-- Reading text follows --

T&T Boxer Bellille Pleads for Funds Ahead of Youth Olympics

At just 17, Makieve “Sniper” Bellille has done what no Trinidad and Tobago boxer has ever done before. He punched his ticket to the Summer Youth Olympic Games in Dakar. But months out from the biggest fight of his life, his corner is sounding the alarm: the money, the camp, and the backing simply are not there.

A Historic Quota Spot Hangs in the Balance

Bellille made history in March at the 2026 Under-19 World Boxing Futures Cup in Bangkok, becoming the first boxer from the twin-island nation to lock in a quota place for a Youth Olympic Games.

He opened the Thailand tournament with a commanding 5-0 unanimous decision over the Philippines’ Reyjan Palen, then dismantled Damar Robinson of the Cayman Islands 4-1 to clear the round of 32. A flare-up of a nagging hand injury forced him to withdraw before his bout against Morocco’s Houssam Boucheta, but the points he had already banked were enough to secure the quota.

The International Olympic Committee has now officially confirmed his place, along with one accredited official, for the Games running from October 31 to November 13, 2026 in Dakar, Senegal.

Trainer Wendell Jorku Sounds the Alarm

His trainer, national heavyweight Wendell Jorku, is not mincing words. The teenager needs a proper preparation camp, sparring partners of international quality, medical care for that troublesome hand, and travel funding. Right now, none of it is locked in.

“We need some help,” Jorku said bluntly, describing how day-to-day logistics around training have grown harder by the week.

A camp pencilled in for August is already shaky. “We supposed to get a camp in August, but the Association has its own bacchanal going on, so everything is in a hole,” the trainer admitted.

trinidad tobago teen boxer training for dakar youth olympics

Caught Between TTABA Turmoil and SporTT Cuts

Bellille’s struggle is unfolding against an ugly backdrop. The Trinidad and Tobago Amateur Boxing Association (TTABA) has been rocked by internal disputes among its executive, leaving athletes uncertain about who is steering the ship. At the same time, the Sports Company of Trinidad and Tobago (SporTT) recently moved to withhold funding from national governing bodies, squeezing federations across multiple disciplines.

That double blow has left the teenager’s camp on an island of its own. Jorku has now formally approached the Trinidad and Tobago Olympic Committee (TTOC) with documentation, and is waiting on a response.

-- Reading text concluded --
-- Data excerpts follows --

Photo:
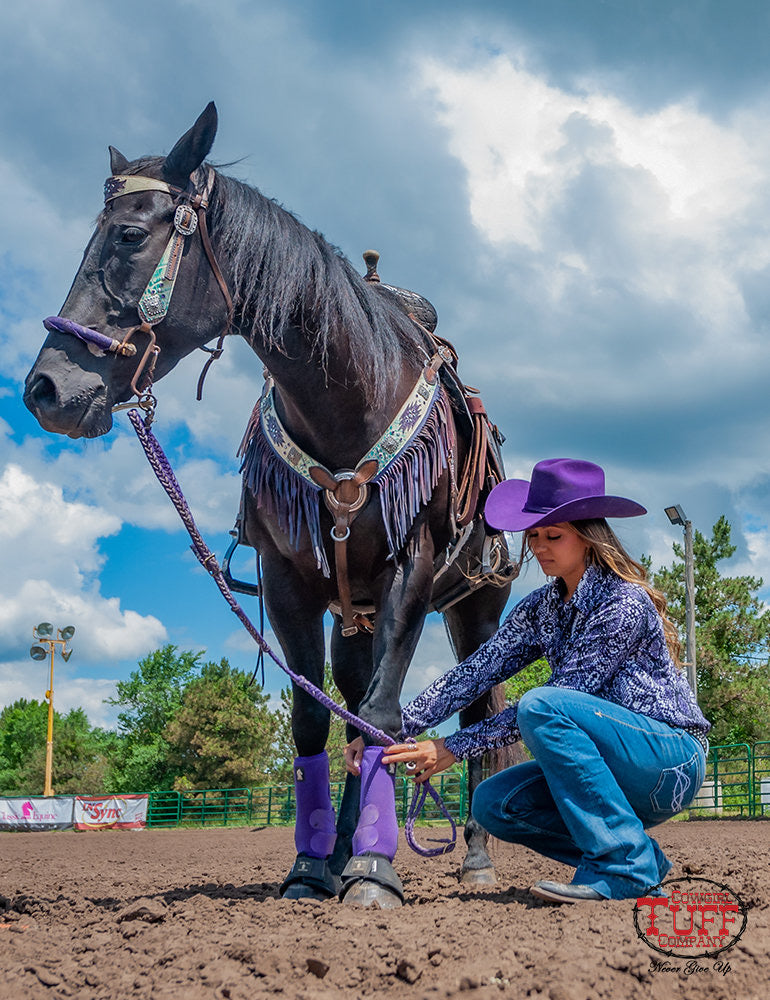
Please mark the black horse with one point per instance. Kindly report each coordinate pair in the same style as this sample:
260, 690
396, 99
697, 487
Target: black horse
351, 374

-- Data excerpts concluded --
-- Data excerpts follows --

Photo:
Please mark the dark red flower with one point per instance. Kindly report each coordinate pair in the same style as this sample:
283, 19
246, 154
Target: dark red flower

-- Data excerpts concluded --

• _Problem_: Pick up the article on Makieve Bellille's funding appeal after its final sentence and carry it forward. The listing plays no part in what is asked here.

• _Exercise output_:
“We sent some documents. But, we are just hoping and waiting,” he said.

What Bellille’s Camp Needs Right Now

  • A funded residential training camp before October
  • International sparring exposure, ideally in Cuba, Morocco or the United States
  • Specialist medical treatment for the recurring hand injury
  • Travel, accommodation and kit support for Dakar
  • A clear chain of command between TTABA, SporTT and the TTOC

Joining a Rare Club of T&T Boxing Names

If Bellille makes it to the ring in Dakar, he steps into rarefied company. Trinidad and Tobago has produced only a handful of boxers who have reached the sport’s biggest global stages.

Boxer Major Achievement
Nigel Paul Bronze, super-heavyweight, 2021 AIBA World Championships, Serbia
Kirt Sinnette Olympian
Carlos Suarez Olympian
Aaron Prince Olympian
Nirmal Lorick Featherweight, 1984 Los Angeles Olympics
Don Smith Light heavyweight, 1984 Los Angeles Olympics
Makieve Bellille First T&T boxer to qualify for a Youth Olympic Games

Nigel Paul still holds the country’s best result on the world stage with his 2021 World Championship bronze. Bellille, supporters argue, has the punch power and ring IQ to one day push that bar higher, but only if the next six months are handled the right way.

A Countdown That Cannot Wait

The Dakar 2026 Youth Olympics will be the first Olympic event ever staged on African soil, a milestone moment that will pull eyes from every continent. For a small boxing nation like Trinidad and Tobago, having a fighter in that ring is the kind of soft-power moment money cannot buy.

Yet without urgent intervention from the TTOC or private sponsors, Bellille risks walking into Senegal underprepared against opponents who have spent the year in fully funded high-performance programmes.

The clock is ticking. Less than six months separate “Sniper” from the opening bell in Dakar.

Bellille’s story is more than a funding row. It is the story of a 17-year-old who has already done the hard part, climbing through the ropes in Bangkok and beating the world to earn his spot, only to come home and find the system that should be lifting him up tangled in its own knots. Trinidad and Tobago has a rare chance to send a piece of its history to Dakar, and the kid from Sniper’s corner deserves more than hope and prayer. Do you think the TTOC and private sponsors should step in to fully fund Bellille’s road to Dakar? Drop your thoughts in the comments and share this story with a young athlete who needs to hear it.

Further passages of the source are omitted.